PROVIDED MATERIAL —
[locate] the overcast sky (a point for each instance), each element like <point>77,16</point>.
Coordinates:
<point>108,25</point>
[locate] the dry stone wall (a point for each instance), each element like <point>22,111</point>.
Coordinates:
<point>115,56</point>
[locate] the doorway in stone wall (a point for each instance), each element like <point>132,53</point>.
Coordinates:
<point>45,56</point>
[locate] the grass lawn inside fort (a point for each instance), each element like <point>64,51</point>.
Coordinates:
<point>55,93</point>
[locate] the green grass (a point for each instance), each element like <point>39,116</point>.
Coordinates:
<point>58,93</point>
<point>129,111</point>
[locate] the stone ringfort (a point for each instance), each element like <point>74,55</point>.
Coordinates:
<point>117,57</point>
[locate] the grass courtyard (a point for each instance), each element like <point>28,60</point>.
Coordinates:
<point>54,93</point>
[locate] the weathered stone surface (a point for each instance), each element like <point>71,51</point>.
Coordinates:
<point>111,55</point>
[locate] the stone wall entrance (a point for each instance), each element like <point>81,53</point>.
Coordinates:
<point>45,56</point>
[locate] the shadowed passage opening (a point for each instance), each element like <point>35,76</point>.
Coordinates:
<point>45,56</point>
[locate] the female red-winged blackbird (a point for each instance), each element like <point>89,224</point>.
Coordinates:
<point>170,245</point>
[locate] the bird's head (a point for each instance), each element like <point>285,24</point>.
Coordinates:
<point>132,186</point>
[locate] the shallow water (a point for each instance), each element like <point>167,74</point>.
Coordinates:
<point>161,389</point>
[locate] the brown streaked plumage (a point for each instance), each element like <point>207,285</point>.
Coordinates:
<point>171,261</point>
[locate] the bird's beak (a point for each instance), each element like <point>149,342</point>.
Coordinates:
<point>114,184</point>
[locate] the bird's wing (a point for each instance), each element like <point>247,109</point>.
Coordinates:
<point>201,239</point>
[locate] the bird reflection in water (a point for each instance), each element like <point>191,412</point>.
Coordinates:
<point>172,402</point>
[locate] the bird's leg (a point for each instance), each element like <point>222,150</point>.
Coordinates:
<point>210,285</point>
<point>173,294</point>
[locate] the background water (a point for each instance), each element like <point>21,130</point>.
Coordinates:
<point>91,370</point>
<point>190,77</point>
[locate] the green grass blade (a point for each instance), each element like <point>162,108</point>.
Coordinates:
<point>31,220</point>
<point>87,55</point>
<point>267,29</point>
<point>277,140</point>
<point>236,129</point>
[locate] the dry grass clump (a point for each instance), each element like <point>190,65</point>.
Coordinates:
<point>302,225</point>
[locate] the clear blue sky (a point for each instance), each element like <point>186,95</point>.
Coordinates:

WHAT THE TASK REQUIRES —
Among the records, find the lines that contain "grass" and copy each of them.

ANSWER BOX —
[locate] the grass lawn inside fort (a point for each instance), each element like <point>64,51</point>.
[locate] the green grass (a point for each instance), each element like <point>39,116</point>.
[locate] the grass courtyard (a point for each instance), each element like <point>28,60</point>.
[locate] the green grass blade (a point for each instance), each element like <point>162,108</point>.
[locate] the dry grass clump (a point for each instance), each element like <point>190,65</point>.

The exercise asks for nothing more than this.